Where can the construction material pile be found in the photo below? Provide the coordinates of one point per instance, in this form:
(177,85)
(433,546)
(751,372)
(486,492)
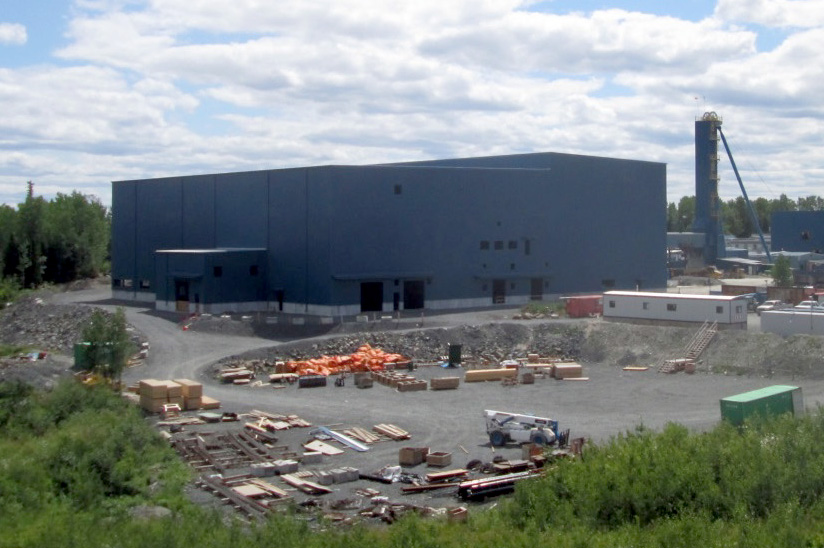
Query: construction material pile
(365,358)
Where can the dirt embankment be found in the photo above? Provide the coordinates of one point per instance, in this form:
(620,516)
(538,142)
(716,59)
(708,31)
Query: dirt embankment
(589,341)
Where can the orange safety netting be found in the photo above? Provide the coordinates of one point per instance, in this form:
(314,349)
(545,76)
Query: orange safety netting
(365,358)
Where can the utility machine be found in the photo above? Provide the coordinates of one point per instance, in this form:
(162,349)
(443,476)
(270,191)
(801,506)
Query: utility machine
(504,427)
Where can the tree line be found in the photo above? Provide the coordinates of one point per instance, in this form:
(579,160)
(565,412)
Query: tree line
(736,215)
(55,241)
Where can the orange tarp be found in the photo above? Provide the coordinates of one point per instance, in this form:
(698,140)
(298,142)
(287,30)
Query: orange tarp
(365,358)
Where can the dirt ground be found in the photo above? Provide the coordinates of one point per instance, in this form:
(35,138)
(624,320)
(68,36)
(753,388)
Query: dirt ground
(611,402)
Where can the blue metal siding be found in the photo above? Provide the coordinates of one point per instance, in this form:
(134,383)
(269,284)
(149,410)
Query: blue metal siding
(198,212)
(159,221)
(287,230)
(797,231)
(124,224)
(240,215)
(327,229)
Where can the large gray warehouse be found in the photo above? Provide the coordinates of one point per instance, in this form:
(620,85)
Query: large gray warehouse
(342,240)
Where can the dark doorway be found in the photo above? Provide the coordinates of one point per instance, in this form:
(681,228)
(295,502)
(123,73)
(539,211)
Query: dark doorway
(371,296)
(536,291)
(182,295)
(413,293)
(498,291)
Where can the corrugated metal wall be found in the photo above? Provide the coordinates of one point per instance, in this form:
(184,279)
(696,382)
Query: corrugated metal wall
(574,222)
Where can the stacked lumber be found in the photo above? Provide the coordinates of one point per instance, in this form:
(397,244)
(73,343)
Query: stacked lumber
(366,358)
(192,394)
(283,377)
(280,422)
(392,378)
(209,403)
(391,431)
(154,395)
(438,458)
(412,456)
(411,386)
(321,447)
(449,475)
(567,370)
(478,375)
(444,383)
(362,435)
(304,485)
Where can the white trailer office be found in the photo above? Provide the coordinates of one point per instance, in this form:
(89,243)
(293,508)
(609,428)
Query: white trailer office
(792,322)
(651,307)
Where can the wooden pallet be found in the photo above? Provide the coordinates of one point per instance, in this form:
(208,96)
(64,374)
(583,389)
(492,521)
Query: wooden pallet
(391,431)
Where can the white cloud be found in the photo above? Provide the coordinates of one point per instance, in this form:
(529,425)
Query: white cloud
(291,83)
(12,33)
(773,13)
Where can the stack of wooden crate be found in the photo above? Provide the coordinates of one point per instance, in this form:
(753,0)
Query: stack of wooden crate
(192,394)
(154,395)
(567,370)
(479,375)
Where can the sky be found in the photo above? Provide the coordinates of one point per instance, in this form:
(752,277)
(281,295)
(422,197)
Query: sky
(94,91)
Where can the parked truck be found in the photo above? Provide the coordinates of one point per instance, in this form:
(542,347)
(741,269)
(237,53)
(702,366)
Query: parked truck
(503,427)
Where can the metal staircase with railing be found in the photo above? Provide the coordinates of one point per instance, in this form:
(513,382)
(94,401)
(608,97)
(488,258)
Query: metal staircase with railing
(699,342)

- _SHORT TASK_
Recast all of the data above as a JSON list of strings, with one string per line and no entries for blank lines. Leave the pictures out of the result.

- _RESPONSE_
[
  "Where can the construction material pile be found in the photo below? Provide the coordinates of one point per instance, in this form:",
  "(177,85)",
  "(433,546)",
  "(751,372)",
  "(486,492)",
  "Query: construction material pile",
  "(365,358)",
  "Where can the dirt embankment be found in the photo above? Provide the coordinates of one point per instance, in this form:",
  "(620,516)",
  "(538,142)",
  "(716,59)",
  "(708,31)",
  "Query: dirt embankment",
  "(589,341)",
  "Where can the orange safety netting be found in the photo above? Provide the coordinates of one point per instance, in this form:",
  "(314,349)",
  "(545,76)",
  "Query: orange safety netting",
  "(365,358)",
  "Where can the utility machine be found in the photo above? Provide the coordinates of one point per instance, in this form:",
  "(162,349)",
  "(443,476)",
  "(270,191)",
  "(801,506)",
  "Query: utility machine",
  "(504,427)",
  "Where can the tree line be found in the photo above? Provide the coordinates of one point per instance, in this form:",
  "(579,160)",
  "(565,412)",
  "Query: tree line",
  "(736,215)",
  "(55,241)",
  "Where can the orange tarp be found in the photo above? Provide the coordinates of one point per instance, in this form:",
  "(698,140)",
  "(298,142)",
  "(287,30)",
  "Query: orange tarp",
  "(365,358)",
  "Where can the dirt ground be found in the photo above? Provide the coordinates of one point per instance, in this form:",
  "(35,138)",
  "(624,320)",
  "(68,36)",
  "(753,388)",
  "Query: dirt ground",
  "(611,402)",
  "Where can the blue metal siding be found in the photo above? Provide the coordinates of one point per instance, in this form:",
  "(134,383)",
  "(269,284)",
  "(149,410)",
  "Query: blue metal siding",
  "(198,212)",
  "(159,221)",
  "(287,230)",
  "(797,231)",
  "(124,224)",
  "(240,215)",
  "(327,229)",
  "Where can the large gray warehouse be found in the photo above? Provide the coordinates of one point per instance, in this form:",
  "(620,85)",
  "Query: large gray warehouse",
  "(342,240)",
  "Where can the dark doorway be found in the photo above? Provide the coordinates of one point per instance, in this form:",
  "(681,228)",
  "(295,502)",
  "(123,73)",
  "(539,211)",
  "Query: dark doorway",
  "(371,296)",
  "(536,291)",
  "(182,295)",
  "(413,293)",
  "(498,291)",
  "Where can the corrugated metal wall be found in the photo above? Provide the coordinates of one point per instance, in this form:",
  "(184,279)",
  "(696,382)",
  "Query: corrugated metal wall",
  "(574,222)",
  "Where can the stacked lumber be found in the photo above? Provide the coordinates of one point per instance, in this form:",
  "(397,244)",
  "(73,343)",
  "Query: stacked lumber",
  "(366,358)",
  "(192,394)",
  "(283,377)",
  "(280,422)",
  "(392,378)",
  "(209,403)",
  "(391,431)",
  "(154,395)",
  "(438,458)",
  "(412,456)",
  "(411,386)",
  "(321,447)",
  "(449,475)",
  "(567,370)",
  "(478,375)",
  "(444,383)",
  "(362,435)",
  "(304,485)",
  "Where can the white trailer office be found in the photo above? Provide the coordinates of one point per instance, in this form:",
  "(89,243)",
  "(293,508)",
  "(609,428)",
  "Query: white trailer office",
  "(792,322)",
  "(651,307)",
  "Where can the wooden pallet be found in the photo above? Provide the coordinates of one point per instance, in this form:",
  "(208,96)",
  "(64,374)",
  "(583,389)",
  "(492,521)",
  "Query: wooden pallet",
  "(391,431)",
  "Where can the white cloud be found in the photo above? Provide the coordinates of one point per instance, in this form:",
  "(529,425)",
  "Query: white cloud",
  "(291,83)",
  "(12,33)",
  "(773,13)",
  "Where can the stack of wooden crate be found in the photo above? Provide the coordinates of one point per instance, in this form:",
  "(753,0)",
  "Query: stack of wooden crate",
  "(192,394)",
  "(154,395)",
  "(567,370)",
  "(479,375)",
  "Where can the sky be found in the photo above? Provide the coordinates of one point per instance, in this form:",
  "(752,277)",
  "(281,295)",
  "(422,197)",
  "Query: sky",
  "(94,91)",
  "Where can the parked truck be found in the photo above? Provide the coordinates of one point per instance, in this form:",
  "(542,347)",
  "(741,269)",
  "(237,53)",
  "(702,366)",
  "Query: parked truck",
  "(503,427)",
  "Where can the metal staircase with railing be found in the photo above? Provide the coordinates of one point per instance, in this form:",
  "(513,382)",
  "(94,401)",
  "(608,97)",
  "(488,258)",
  "Query: metal staircase with railing",
  "(699,342)"
]